### WHAT TO PRODUCE
Write the listing out again, all of it, word for word.

### LISTED ENTRIES
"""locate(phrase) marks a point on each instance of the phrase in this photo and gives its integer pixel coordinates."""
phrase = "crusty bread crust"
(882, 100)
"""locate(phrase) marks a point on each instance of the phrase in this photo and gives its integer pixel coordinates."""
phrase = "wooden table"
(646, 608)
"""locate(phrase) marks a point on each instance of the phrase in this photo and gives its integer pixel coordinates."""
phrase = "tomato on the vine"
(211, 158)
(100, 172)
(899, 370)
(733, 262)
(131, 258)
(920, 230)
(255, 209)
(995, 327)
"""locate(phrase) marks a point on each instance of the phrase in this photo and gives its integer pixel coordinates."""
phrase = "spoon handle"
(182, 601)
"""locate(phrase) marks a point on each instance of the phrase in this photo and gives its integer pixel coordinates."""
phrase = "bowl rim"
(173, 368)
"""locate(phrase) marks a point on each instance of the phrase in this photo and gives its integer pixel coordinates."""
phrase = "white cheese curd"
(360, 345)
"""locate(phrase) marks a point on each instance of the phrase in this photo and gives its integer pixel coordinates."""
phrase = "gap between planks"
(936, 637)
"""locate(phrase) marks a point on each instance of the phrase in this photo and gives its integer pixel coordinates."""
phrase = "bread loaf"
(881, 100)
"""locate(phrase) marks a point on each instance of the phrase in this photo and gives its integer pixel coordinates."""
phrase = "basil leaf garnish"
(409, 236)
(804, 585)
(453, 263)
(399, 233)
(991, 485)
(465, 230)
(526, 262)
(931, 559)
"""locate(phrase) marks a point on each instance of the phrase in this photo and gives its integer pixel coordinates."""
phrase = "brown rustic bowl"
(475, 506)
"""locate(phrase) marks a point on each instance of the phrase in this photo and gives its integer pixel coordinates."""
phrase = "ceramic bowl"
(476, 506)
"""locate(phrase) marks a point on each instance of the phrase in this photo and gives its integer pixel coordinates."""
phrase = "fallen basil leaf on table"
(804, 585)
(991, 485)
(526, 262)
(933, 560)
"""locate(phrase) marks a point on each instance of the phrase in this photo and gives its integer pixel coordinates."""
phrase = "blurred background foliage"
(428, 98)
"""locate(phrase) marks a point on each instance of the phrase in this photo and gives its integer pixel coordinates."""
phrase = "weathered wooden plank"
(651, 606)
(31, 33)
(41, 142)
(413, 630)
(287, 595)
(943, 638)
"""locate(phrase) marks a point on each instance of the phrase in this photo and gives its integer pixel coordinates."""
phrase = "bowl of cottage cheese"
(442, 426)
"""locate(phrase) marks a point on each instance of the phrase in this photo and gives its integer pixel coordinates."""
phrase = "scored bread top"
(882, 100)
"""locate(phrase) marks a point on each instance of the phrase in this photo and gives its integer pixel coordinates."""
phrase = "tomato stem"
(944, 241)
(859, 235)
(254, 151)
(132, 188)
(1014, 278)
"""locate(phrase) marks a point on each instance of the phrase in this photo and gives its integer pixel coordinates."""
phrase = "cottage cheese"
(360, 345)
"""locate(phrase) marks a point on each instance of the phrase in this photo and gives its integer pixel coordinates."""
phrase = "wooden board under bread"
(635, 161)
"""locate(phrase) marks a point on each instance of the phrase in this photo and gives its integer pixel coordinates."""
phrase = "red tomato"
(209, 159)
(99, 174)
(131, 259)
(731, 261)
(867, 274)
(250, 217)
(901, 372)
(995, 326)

### RESPONSE BELOW
"""locate(phrase) marks a point on each instance of the phrase in this photo and gives its integer pixel coordinates."""
phrase = "crusty bread crust"
(882, 100)
"""locate(phrase) marks a point on each instance of the phrase in this photo and gives its integer pixel coordinates."""
phrase = "wooden table"
(646, 608)
"""locate(phrase) marks a point on each instance of the phrase in this photo and gives its integer pixel coordinates."""
phrase = "tomato on the vine"
(211, 158)
(100, 172)
(899, 370)
(733, 262)
(131, 258)
(920, 230)
(255, 209)
(995, 327)
"""locate(phrase) marks a point on each instance of the phrase in this photo and gives its integer pixel coordinates."""
phrase = "spoon handle"
(182, 601)
"""locate(phrase) marks a point on each instance of the phrase in this photo and gives its integer pixel coordinates."""
phrase = "bowl rim"
(173, 368)
"""locate(phrase) marks a point on each instance of the phrase in this photo and gives its integer pixel coordinates."""
phrase = "white cheese curd"
(360, 345)
"""locate(phrase) marks a point on each instance of the phrase in this photo and gives its integer pixel coordinates."""
phrase = "gap between planks"
(936, 637)
"""locate(phrase) marks a point on each instance of the phrase in this photo and gives its integer pixel coordinates."""
phrase = "bread loaf"
(881, 100)
"""locate(phrase) marks a point on each instance of the phrase in this photo and gives its integer pixel coordinates."""
phrase = "basil leaf garnish"
(409, 236)
(804, 585)
(453, 263)
(399, 233)
(991, 485)
(465, 230)
(526, 262)
(931, 559)
"""locate(phrase) marks a point on each instance of the phrase in this photo and gives its integer pixel coordinates."""
phrase = "brown rustic bowl"
(475, 506)
"""locate(phrase) marks a point on each instance of the phrase in this photo and gives its integer pixel coordinates."""
phrase = "ceramic bowl"
(476, 506)
"""locate(phrase) marks a point on each instance of the phrase in this photo and gives its integer pixel coordinates."""
phrase = "fallen basil leaf on table"
(804, 585)
(991, 485)
(526, 262)
(933, 560)
"""locate(phrase) marks a point on each instance of the phrase in this photo and gives its integer pixel coordinates."""
phrase = "blurred background foliage"
(428, 98)
"""locate(phrase) marks a point on each instance of the phrase in this photo and gives its integer pixel coordinates."""
phrase = "weathered wooden plank"
(651, 606)
(31, 33)
(41, 142)
(413, 630)
(287, 595)
(943, 638)
"""locate(phrase) marks a point on each instance of the phrase in this photo and gives its integer pixel coordinates."""
phrase = "bowl of cottage cheese"
(442, 426)
"""locate(phrase) marks a point on each instance of the phrase in this photo and gives its integer pixel coordinates."""
phrase = "scored bread top"
(882, 100)
"""locate(phrase) marks a point on each instance of the phrase in this photo and gives its integer pixel coordinates."""
phrase = "tomato stem"
(944, 241)
(859, 235)
(254, 151)
(132, 188)
(1014, 278)
"""locate(phrase) marks a point on each instance of the phrase in this photo and gives its integer pixel coordinates."""
phrase = "cottage cheese"
(360, 345)
"""locate(phrase) marks a point on each instance of the phrase in this photo and gives its integer pixel coordinates."""
phrase = "wooden board under bread"
(635, 161)
"""locate(phrase) marks a point on each instance of the phrase in this photo and gives its integer pixel coordinates."""
phrase = "red tomato"
(209, 159)
(99, 174)
(131, 259)
(731, 261)
(867, 274)
(250, 217)
(901, 372)
(995, 326)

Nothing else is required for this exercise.